■ Task ■
In the records below, the line with "of the panama" opens the range and the line with "[(612, 0), (529, 123), (149, 85)]" closes it; print that range exactly and nothing else.

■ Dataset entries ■
******************************
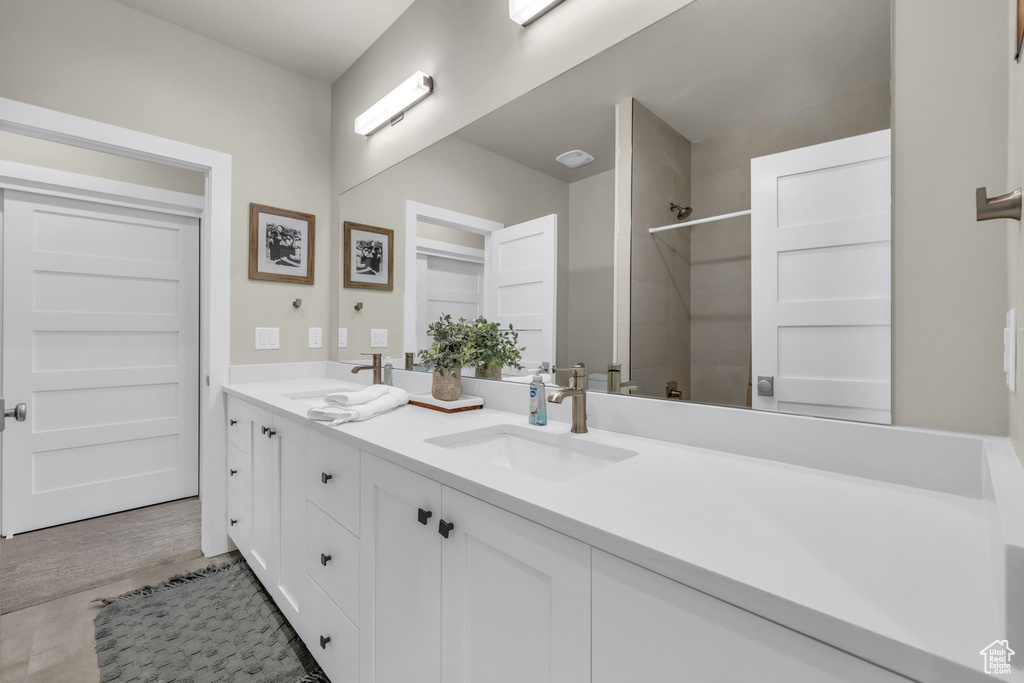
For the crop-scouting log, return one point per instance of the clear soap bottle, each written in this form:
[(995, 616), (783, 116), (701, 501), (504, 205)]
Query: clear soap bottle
[(538, 401)]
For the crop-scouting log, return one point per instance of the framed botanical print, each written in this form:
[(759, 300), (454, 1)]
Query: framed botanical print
[(369, 257), (281, 245)]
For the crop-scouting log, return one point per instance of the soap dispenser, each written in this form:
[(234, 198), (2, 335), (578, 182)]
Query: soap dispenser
[(538, 401)]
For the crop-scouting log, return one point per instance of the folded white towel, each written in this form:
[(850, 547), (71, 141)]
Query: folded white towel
[(336, 415), (356, 397)]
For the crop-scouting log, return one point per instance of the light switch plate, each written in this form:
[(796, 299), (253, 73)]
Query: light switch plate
[(1010, 349), (267, 338)]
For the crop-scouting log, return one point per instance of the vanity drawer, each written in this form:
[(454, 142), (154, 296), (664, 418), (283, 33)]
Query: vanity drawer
[(333, 640), (236, 423), (238, 473), (333, 560), (239, 527), (333, 478)]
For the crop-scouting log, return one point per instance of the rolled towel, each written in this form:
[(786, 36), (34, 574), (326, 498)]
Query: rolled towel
[(337, 415), (356, 397)]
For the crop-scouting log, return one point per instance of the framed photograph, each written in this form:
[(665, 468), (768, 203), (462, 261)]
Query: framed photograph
[(369, 257), (281, 245)]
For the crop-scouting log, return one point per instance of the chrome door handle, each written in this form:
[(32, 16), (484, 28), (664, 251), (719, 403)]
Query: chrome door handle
[(19, 413)]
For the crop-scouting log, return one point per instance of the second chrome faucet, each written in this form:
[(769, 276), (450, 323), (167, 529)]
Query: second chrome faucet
[(578, 392)]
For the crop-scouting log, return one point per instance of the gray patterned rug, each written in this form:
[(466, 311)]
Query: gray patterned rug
[(214, 626)]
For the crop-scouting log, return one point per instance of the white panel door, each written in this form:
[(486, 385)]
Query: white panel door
[(446, 286), (523, 284), (820, 273), (400, 582), (100, 340), (515, 598)]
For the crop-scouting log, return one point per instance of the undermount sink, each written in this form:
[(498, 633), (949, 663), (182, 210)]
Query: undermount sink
[(552, 457)]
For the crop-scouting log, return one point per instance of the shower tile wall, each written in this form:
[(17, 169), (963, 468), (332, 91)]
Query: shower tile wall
[(659, 264), (720, 256)]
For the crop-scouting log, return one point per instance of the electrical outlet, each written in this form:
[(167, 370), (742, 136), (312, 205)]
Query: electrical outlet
[(267, 338)]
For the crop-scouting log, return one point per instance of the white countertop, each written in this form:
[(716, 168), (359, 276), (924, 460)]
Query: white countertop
[(870, 567)]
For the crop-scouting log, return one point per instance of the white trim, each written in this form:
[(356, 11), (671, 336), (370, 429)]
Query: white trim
[(215, 226), (446, 250), (38, 180), (416, 212)]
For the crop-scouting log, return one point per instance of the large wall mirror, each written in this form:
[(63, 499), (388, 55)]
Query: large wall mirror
[(702, 209)]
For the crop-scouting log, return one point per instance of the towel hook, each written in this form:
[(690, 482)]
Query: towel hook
[(1004, 206)]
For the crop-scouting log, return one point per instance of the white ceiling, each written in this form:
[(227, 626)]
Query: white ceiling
[(713, 67), (317, 38)]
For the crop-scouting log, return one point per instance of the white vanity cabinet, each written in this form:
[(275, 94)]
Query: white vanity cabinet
[(455, 585), (515, 598), (648, 628)]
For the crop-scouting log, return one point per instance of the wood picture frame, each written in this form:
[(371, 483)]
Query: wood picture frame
[(282, 245), (369, 261)]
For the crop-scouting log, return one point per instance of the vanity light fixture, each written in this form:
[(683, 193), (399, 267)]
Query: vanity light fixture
[(574, 159), (394, 103), (525, 12)]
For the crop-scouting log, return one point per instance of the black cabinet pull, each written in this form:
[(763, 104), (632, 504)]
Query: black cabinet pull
[(444, 527)]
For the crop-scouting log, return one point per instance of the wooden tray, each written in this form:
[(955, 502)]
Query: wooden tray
[(461, 404)]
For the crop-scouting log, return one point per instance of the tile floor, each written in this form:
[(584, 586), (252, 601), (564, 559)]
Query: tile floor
[(53, 642)]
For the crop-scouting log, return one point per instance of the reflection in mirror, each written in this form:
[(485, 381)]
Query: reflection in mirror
[(732, 225)]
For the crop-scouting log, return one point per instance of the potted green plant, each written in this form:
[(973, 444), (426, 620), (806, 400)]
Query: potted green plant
[(446, 355), (494, 348)]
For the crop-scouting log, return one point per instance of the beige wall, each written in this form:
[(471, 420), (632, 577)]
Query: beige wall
[(1015, 240), (720, 252), (105, 61), (949, 272), (480, 60), (37, 152), (659, 296), (590, 270), (455, 175)]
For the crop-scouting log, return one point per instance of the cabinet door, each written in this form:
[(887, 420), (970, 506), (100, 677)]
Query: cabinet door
[(515, 598), (289, 521), (648, 628), (400, 595)]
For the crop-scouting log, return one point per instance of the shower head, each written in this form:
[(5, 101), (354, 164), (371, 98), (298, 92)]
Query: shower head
[(682, 212)]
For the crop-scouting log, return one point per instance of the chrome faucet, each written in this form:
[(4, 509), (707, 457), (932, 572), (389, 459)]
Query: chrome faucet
[(578, 392), (376, 368)]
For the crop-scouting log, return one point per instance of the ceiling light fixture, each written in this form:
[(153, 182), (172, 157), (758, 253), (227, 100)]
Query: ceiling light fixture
[(525, 12), (394, 103), (574, 159)]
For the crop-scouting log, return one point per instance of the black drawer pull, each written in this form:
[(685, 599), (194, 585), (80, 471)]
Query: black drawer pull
[(444, 527)]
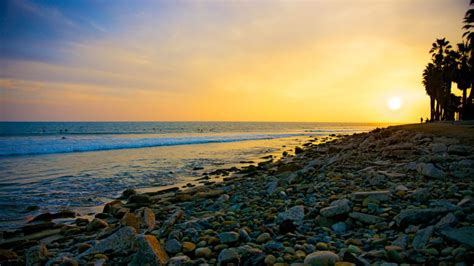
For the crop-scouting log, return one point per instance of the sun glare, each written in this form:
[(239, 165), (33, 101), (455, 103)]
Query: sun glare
[(394, 103)]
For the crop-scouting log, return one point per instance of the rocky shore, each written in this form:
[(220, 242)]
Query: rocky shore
[(392, 196)]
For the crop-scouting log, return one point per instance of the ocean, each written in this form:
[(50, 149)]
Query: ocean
[(50, 166)]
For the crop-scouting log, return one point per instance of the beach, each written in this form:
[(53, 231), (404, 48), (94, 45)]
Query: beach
[(402, 194)]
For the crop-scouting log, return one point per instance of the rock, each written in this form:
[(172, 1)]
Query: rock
[(188, 247), (339, 227), (463, 235), (204, 252), (123, 239), (139, 198), (228, 237), (459, 150), (228, 255), (271, 187), (439, 148), (149, 252), (446, 221), (36, 255), (429, 170), (295, 214), (129, 219), (173, 246), (6, 255), (383, 195), (422, 237), (146, 217), (270, 260), (112, 207), (418, 216), (366, 218), (337, 207), (287, 226), (264, 237), (96, 224), (179, 260), (321, 258)]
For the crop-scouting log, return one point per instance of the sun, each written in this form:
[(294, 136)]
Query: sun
[(394, 103)]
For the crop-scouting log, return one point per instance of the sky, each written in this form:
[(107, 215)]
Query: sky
[(301, 60)]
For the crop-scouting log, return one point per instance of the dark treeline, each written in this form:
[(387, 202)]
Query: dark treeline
[(452, 64)]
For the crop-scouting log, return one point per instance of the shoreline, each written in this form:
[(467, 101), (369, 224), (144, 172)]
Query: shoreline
[(365, 198)]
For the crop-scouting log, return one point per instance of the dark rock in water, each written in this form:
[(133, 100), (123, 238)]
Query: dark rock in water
[(287, 226), (228, 255), (418, 216), (139, 198), (149, 252), (36, 255), (128, 192), (422, 237), (51, 216), (463, 235), (298, 150)]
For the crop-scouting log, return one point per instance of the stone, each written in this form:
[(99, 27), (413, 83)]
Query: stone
[(96, 224), (336, 208), (294, 214), (228, 237), (439, 148), (228, 255), (339, 227), (382, 195), (463, 235), (149, 252), (422, 237), (173, 246), (418, 216), (146, 217), (203, 252), (36, 255), (188, 247), (429, 170), (366, 218), (179, 260), (321, 258), (264, 237), (447, 221), (129, 219), (123, 239)]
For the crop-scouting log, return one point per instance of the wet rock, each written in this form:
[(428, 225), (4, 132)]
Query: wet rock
[(446, 221), (422, 237), (149, 252), (204, 252), (228, 237), (129, 219), (264, 237), (321, 258), (179, 260), (382, 195), (429, 170), (336, 208), (123, 239), (463, 235), (366, 218), (36, 255), (173, 246), (295, 214), (96, 224), (228, 255), (418, 216)]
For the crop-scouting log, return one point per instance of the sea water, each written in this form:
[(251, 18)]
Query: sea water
[(49, 166)]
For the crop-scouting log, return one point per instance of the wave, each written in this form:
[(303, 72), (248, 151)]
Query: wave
[(48, 145)]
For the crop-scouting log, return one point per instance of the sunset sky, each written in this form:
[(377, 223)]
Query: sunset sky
[(321, 60)]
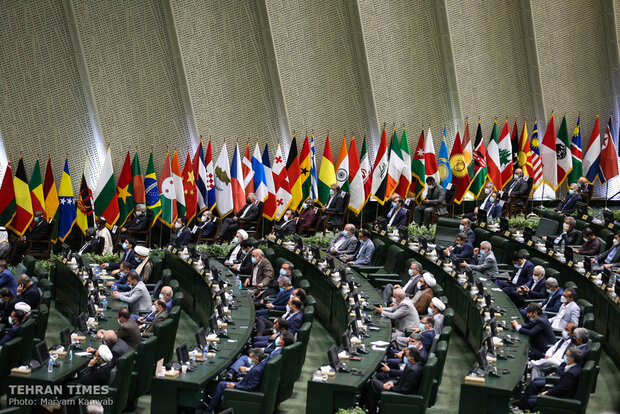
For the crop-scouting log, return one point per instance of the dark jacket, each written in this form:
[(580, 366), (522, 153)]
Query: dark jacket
[(409, 381), (567, 205), (130, 333), (540, 332)]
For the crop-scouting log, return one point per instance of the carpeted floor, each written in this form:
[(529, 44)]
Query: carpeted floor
[(460, 360)]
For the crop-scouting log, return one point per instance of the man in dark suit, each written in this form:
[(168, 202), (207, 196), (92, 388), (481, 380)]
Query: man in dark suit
[(516, 188), (250, 382), (538, 329), (28, 291), (128, 329), (522, 275), (16, 320), (397, 216), (611, 256), (534, 289), (564, 388), (567, 205), (161, 314), (335, 204), (207, 225), (38, 233), (139, 222), (99, 368), (248, 213), (307, 217), (461, 249), (408, 383), (435, 194)]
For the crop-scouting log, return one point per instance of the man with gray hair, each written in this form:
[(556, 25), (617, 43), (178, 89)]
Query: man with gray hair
[(484, 261), (345, 242), (410, 288), (403, 315)]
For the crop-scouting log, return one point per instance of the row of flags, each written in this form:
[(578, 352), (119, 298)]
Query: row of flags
[(208, 183)]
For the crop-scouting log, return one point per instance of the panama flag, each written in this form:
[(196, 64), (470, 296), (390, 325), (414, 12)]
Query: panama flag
[(106, 203), (236, 178), (356, 181), (547, 154), (283, 189), (443, 163), (269, 208), (223, 182), (248, 172), (200, 173), (168, 196), (379, 171), (260, 181), (592, 159), (210, 183), (609, 159), (430, 160)]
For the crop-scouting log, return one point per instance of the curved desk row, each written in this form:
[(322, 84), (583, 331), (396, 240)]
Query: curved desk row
[(494, 395), (333, 309), (187, 390), (606, 309)]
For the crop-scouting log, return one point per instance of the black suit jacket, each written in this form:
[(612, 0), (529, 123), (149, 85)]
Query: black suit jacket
[(97, 375), (409, 381), (567, 384)]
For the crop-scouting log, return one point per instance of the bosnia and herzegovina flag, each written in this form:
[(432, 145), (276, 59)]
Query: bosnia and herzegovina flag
[(67, 214), (23, 202)]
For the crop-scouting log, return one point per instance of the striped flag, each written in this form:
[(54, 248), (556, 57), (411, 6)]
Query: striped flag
[(269, 208), (576, 154), (153, 201), (356, 184), (67, 213), (592, 159), (236, 181), (283, 190), (536, 160), (247, 171), (36, 189), (23, 203)]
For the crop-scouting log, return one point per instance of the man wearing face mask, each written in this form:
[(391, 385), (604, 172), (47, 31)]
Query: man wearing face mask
[(235, 255), (345, 242), (422, 299), (435, 194), (207, 225), (611, 256), (139, 222), (138, 297), (554, 356), (534, 289), (522, 274), (569, 311), (129, 256), (248, 213), (407, 383), (397, 216), (159, 307), (335, 204), (538, 329), (128, 329), (364, 253), (485, 261), (410, 288), (567, 205), (307, 217), (461, 249)]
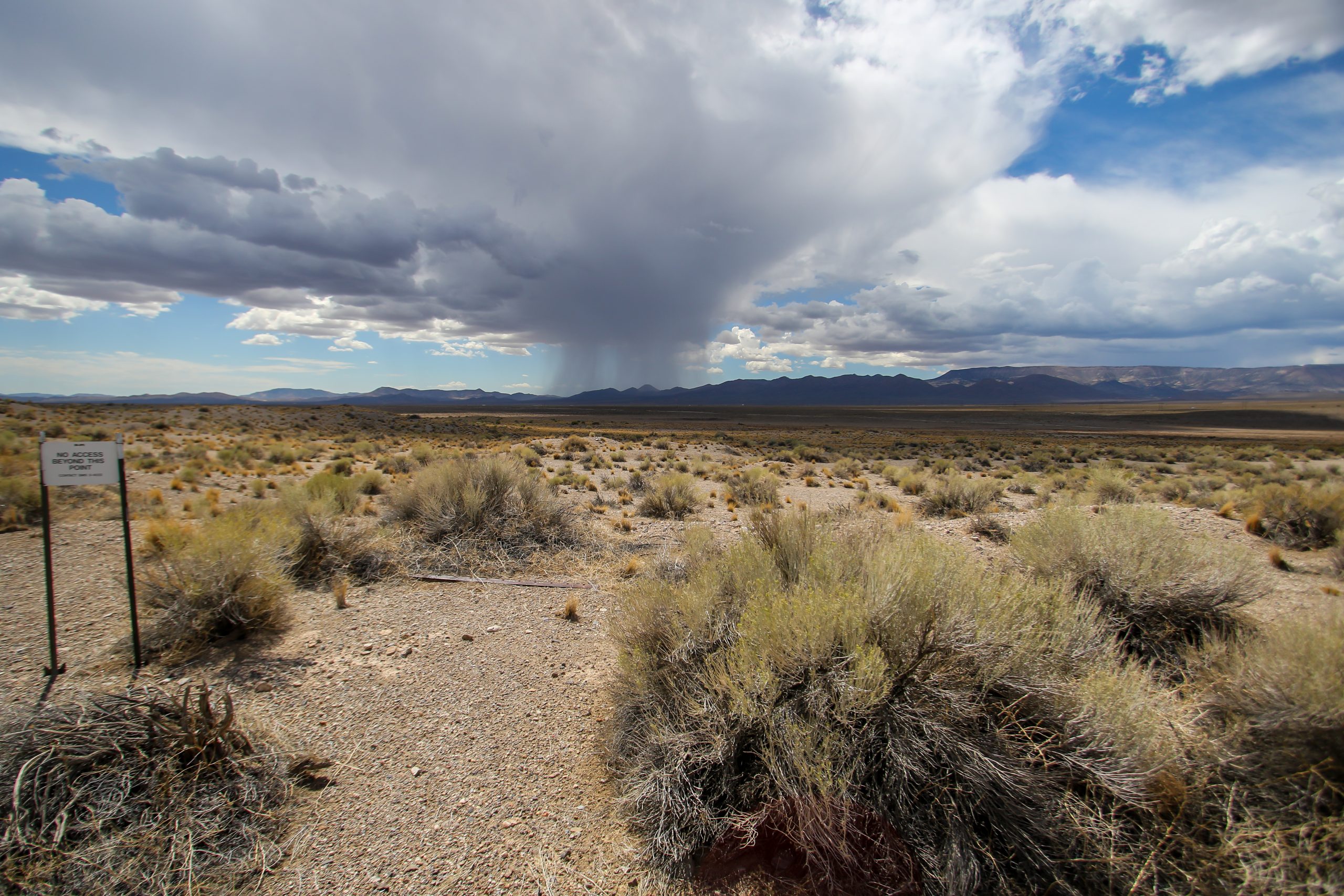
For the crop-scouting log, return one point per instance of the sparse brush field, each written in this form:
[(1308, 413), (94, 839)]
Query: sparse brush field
[(1092, 650)]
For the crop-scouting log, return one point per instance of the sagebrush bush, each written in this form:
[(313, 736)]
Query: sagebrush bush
[(1112, 487), (673, 496), (20, 501), (324, 547), (224, 578), (491, 500), (1300, 516), (958, 498), (1278, 804), (1159, 589), (753, 488), (984, 718)]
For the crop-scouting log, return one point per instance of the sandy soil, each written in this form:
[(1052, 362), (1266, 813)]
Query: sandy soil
[(466, 721)]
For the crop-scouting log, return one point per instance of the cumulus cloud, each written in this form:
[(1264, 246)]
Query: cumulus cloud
[(636, 184), (1092, 269), (349, 344)]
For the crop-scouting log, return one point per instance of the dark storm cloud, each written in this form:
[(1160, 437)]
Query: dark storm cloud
[(616, 179)]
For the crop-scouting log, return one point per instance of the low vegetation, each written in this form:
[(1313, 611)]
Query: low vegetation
[(958, 498), (226, 577), (138, 794), (1159, 590), (884, 673), (671, 498), (492, 501)]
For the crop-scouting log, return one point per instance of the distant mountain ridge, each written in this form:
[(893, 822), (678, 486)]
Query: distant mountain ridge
[(973, 386)]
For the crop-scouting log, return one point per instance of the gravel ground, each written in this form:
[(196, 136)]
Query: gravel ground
[(466, 721)]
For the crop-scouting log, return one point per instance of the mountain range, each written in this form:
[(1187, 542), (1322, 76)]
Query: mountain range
[(961, 387)]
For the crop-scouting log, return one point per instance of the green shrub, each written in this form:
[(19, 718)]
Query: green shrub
[(20, 501), (1297, 516), (673, 496), (492, 500), (1112, 487), (802, 679), (324, 547), (1159, 589), (225, 578), (342, 491), (1278, 808), (958, 498), (754, 488)]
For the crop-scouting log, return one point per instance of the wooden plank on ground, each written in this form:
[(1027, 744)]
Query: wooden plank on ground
[(526, 583)]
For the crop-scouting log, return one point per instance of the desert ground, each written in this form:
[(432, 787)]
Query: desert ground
[(464, 726)]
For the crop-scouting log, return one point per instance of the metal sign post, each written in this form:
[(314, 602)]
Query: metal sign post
[(53, 669), (84, 464), (131, 562)]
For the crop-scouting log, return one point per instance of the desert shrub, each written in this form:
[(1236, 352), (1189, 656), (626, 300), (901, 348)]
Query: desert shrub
******************************
■ Solution to the problem ■
For the crop-scouting log, return one point per instance of the panama flag, each written in this form:
[(196, 64), (470, 296), (390, 325), (414, 12)]
Query: panama flag
[(106, 203), (236, 178), (356, 181), (547, 154), (283, 189), (443, 163), (269, 208), (223, 182), (248, 172), (200, 173), (168, 196), (379, 171), (260, 181), (592, 159), (210, 183), (609, 159), (430, 160)]
For the crop-scouting log, return one point per instance of the curved desk row, each written in this form:
[(322, 84), (583, 331), (396, 240)]
Query: curved desk row
[(494, 395), (333, 309), (187, 390), (606, 309)]
For the crop-scouting log, return one point per instance of the black suit jacket, each written in this form:
[(612, 0), (529, 123), (149, 85)]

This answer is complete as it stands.